_Data for processing:_
╔══
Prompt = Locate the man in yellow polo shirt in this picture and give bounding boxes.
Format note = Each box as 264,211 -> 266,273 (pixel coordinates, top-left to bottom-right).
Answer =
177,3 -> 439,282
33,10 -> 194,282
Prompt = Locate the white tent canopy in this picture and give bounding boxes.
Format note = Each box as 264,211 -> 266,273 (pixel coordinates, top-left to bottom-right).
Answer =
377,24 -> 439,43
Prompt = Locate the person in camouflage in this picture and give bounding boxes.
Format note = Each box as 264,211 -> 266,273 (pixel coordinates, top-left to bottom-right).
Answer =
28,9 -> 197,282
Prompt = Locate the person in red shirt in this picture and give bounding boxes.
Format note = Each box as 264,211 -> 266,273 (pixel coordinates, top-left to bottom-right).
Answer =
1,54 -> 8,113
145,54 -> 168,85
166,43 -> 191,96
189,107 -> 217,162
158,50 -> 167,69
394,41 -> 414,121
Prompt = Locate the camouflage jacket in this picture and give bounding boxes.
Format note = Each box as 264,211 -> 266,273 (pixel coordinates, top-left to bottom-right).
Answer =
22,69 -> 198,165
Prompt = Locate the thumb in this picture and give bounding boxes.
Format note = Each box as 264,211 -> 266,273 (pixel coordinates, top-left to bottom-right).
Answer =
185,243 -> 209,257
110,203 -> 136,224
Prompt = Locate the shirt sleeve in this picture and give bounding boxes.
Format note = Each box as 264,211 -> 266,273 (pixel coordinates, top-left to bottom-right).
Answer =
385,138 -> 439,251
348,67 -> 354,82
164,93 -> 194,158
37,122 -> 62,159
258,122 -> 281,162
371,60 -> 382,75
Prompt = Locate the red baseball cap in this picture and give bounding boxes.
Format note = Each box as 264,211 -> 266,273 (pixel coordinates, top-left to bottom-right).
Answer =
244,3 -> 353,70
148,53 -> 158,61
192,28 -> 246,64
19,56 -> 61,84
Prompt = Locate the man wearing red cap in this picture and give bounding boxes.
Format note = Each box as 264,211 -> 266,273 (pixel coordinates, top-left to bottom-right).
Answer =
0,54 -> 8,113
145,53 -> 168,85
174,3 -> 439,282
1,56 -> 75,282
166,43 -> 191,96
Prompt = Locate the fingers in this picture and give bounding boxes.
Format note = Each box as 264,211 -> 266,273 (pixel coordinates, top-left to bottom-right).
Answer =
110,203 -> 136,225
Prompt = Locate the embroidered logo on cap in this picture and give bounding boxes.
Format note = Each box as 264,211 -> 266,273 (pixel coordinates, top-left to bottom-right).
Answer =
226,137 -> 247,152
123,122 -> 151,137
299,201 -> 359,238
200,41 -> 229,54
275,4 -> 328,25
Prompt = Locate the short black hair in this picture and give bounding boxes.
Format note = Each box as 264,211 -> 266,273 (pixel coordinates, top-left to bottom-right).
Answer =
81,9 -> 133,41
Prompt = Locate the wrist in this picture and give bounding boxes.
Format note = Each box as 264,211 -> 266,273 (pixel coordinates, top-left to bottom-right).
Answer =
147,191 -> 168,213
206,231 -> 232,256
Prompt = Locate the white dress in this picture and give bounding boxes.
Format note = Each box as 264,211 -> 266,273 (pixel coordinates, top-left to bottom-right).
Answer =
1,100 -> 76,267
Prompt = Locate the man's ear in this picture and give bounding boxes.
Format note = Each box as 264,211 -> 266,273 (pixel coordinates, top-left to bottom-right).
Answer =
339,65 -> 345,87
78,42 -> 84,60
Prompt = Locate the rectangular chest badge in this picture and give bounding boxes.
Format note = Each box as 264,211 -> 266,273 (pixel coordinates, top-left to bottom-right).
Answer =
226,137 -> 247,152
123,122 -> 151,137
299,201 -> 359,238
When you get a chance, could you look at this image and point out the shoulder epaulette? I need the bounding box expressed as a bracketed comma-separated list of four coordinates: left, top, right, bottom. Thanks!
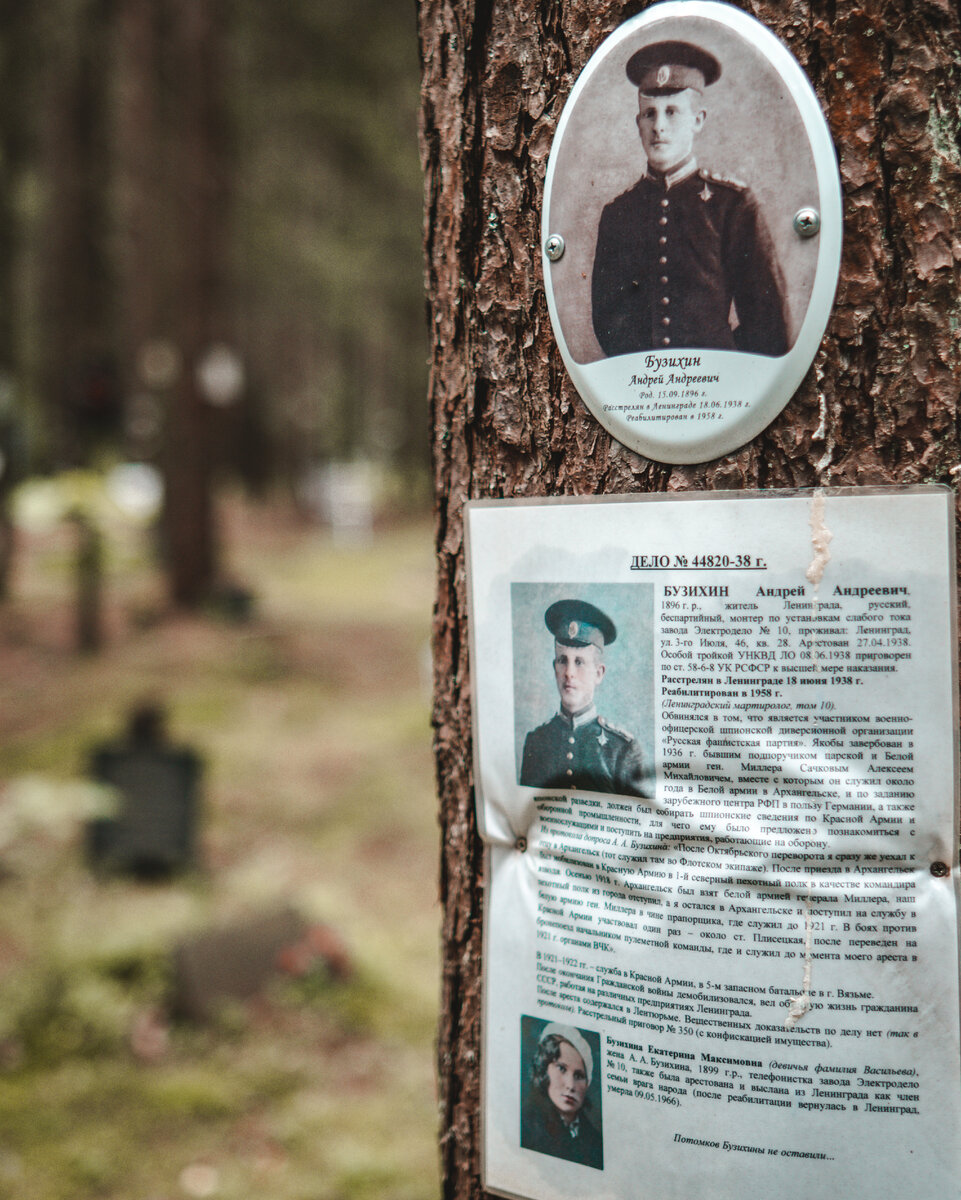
[597, 716, 633, 742]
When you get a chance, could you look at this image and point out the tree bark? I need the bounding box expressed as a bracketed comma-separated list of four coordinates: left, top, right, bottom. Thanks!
[164, 0, 228, 606]
[419, 0, 961, 1198]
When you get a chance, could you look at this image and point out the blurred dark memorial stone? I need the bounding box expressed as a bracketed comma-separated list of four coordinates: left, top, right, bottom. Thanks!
[170, 908, 307, 1021]
[86, 704, 203, 878]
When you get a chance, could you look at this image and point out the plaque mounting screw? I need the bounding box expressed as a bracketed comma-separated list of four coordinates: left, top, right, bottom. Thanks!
[794, 209, 821, 238]
[543, 233, 564, 263]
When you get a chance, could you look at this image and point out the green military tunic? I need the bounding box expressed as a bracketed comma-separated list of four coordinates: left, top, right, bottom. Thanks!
[521, 707, 648, 796]
[591, 158, 788, 358]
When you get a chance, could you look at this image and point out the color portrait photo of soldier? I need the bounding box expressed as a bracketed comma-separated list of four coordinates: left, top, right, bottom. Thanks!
[519, 598, 651, 797]
[591, 41, 788, 356]
[545, 14, 819, 364]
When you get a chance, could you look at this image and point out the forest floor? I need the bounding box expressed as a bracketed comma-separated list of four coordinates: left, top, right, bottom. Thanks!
[0, 500, 439, 1200]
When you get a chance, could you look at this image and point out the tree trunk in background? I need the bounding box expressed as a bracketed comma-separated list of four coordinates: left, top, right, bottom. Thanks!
[164, 0, 228, 605]
[419, 0, 961, 1198]
[36, 0, 118, 466]
[116, 0, 164, 458]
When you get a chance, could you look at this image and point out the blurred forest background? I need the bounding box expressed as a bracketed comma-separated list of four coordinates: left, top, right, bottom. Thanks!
[0, 0, 439, 1200]
[0, 0, 427, 604]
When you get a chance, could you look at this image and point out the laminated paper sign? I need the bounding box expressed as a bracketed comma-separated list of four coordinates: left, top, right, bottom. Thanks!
[468, 487, 961, 1200]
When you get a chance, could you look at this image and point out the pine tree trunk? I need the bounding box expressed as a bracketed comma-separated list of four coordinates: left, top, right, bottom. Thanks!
[164, 0, 228, 605]
[419, 0, 961, 1198]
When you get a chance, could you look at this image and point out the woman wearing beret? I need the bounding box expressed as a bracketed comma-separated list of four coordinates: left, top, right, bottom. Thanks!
[521, 1022, 603, 1170]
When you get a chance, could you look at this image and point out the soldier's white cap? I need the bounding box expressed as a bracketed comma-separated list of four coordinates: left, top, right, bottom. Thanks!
[543, 600, 618, 649]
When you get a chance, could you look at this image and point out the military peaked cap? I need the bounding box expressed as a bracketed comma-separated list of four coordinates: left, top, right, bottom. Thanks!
[543, 600, 618, 649]
[627, 42, 721, 96]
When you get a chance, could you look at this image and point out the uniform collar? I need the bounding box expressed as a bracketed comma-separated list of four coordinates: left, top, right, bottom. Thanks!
[558, 704, 597, 730]
[647, 155, 697, 190]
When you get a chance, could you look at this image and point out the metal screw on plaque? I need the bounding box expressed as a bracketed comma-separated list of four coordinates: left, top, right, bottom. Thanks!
[794, 209, 821, 238]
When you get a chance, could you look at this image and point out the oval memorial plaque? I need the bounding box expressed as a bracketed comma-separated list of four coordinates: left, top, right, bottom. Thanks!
[541, 0, 841, 463]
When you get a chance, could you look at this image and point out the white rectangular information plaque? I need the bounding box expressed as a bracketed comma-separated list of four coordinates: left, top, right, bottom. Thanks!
[467, 487, 961, 1200]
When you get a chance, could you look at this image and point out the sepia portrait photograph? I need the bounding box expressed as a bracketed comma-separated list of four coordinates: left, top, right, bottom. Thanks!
[511, 583, 654, 798]
[548, 16, 818, 364]
[521, 1016, 603, 1171]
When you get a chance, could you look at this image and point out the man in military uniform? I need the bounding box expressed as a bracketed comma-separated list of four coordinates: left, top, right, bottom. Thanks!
[591, 42, 789, 358]
[521, 600, 648, 796]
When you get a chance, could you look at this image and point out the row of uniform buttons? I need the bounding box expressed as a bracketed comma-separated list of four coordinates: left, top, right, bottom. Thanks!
[657, 197, 671, 346]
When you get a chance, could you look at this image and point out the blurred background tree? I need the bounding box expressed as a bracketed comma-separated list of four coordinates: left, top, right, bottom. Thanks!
[0, 0, 427, 604]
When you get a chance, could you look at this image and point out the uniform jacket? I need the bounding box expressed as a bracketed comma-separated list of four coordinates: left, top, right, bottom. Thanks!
[521, 709, 647, 796]
[591, 160, 788, 356]
[521, 1088, 603, 1171]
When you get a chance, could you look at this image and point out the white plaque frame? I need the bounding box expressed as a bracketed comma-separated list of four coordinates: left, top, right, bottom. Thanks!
[541, 0, 842, 463]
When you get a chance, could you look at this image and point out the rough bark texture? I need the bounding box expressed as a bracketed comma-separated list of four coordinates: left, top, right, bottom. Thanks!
[419, 0, 961, 1198]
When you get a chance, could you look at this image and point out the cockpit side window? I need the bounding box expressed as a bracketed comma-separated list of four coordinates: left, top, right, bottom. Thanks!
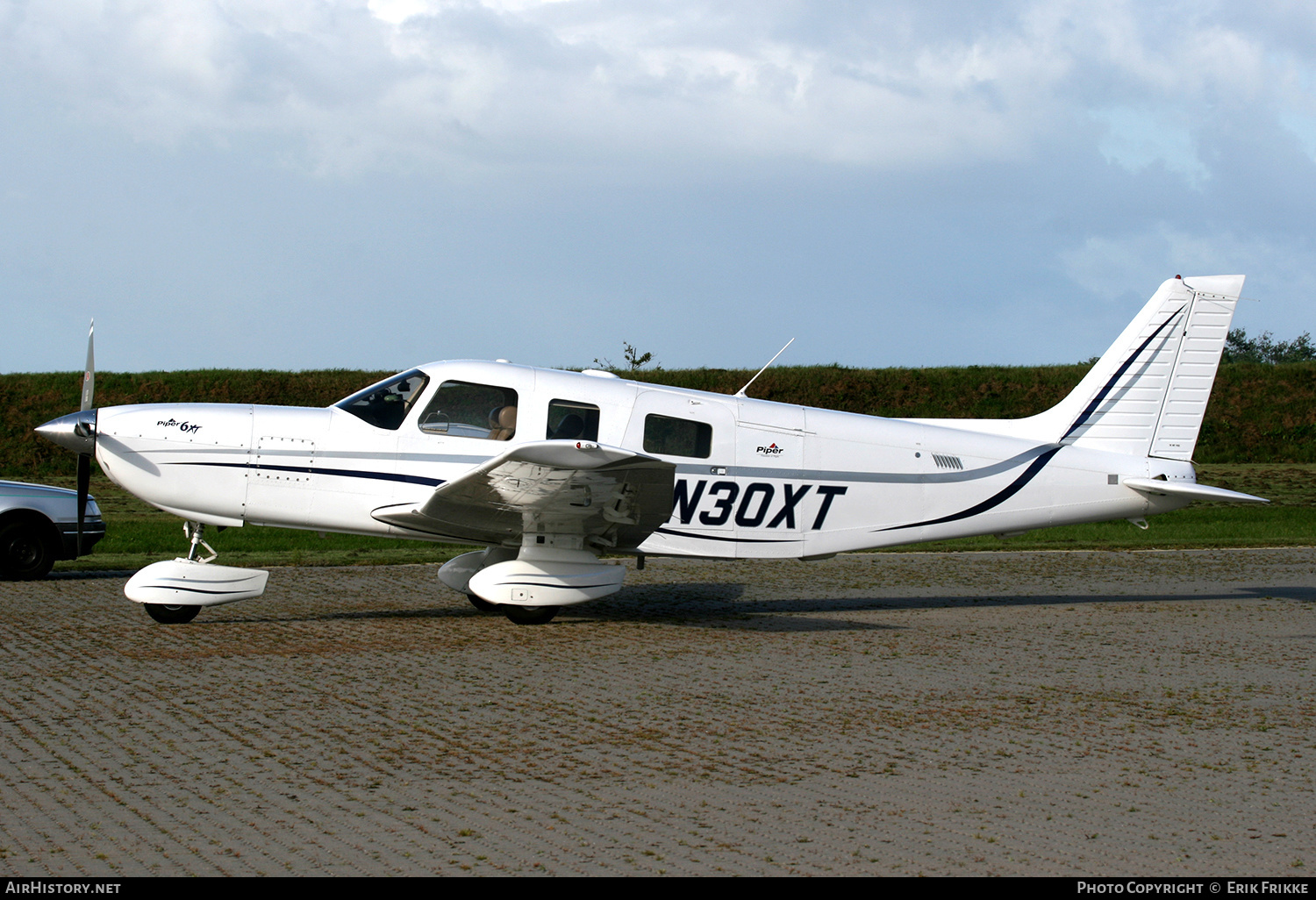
╚══
_What the task asks:_ Rewrite the stretch from the line containing "out the row" through the end of the material, with "blurred background tree" changed to "leafy tree in the distance" and everything else unchanged. Leave the pictures out of your answer.

_Result below:_
When you get a chance, could you look at this image and point out the row of uniform buttons? I need the bounding box expressed as a bracketed comma-separated list of four coordinates: left, top, right, bottom. Thanks!
[657, 197, 671, 346]
When you get a chance, could you look at this image and point out the leafy tree in the distance? I need the bounding box expressed as a bracketed comma-separated list of four coordinates: left, top, right, bottom. Thanks!
[0, 0, 427, 604]
When you get a chance, could you look at this image and point out the uniform jacket? I need the bounding box expressed as a bracketed comma-separated list of four coordinates: left, top, right, bottom. Thanks!
[521, 709, 647, 796]
[591, 160, 788, 356]
[521, 1088, 603, 1171]
When you get a chance, could you look at this image and point out the white plaque frame? I need the bounding box expressed as a bracketed comma-separated list of four coordinates: left, top, right, bottom. Thanks!
[541, 0, 842, 463]
When you get a chance, could you look at this image and point out the rough bark texture? I need the bounding box expressed as a bracketed comma-separated list of four coordinates: left, top, right, bottom. Thanks!
[419, 0, 961, 1198]
When you get a chance, could you look at this image and point out the cockpit side window? I need the bounding box expressed as a bracketed comma-separated list of four coordinates: left, top, right, bottom. Thanks!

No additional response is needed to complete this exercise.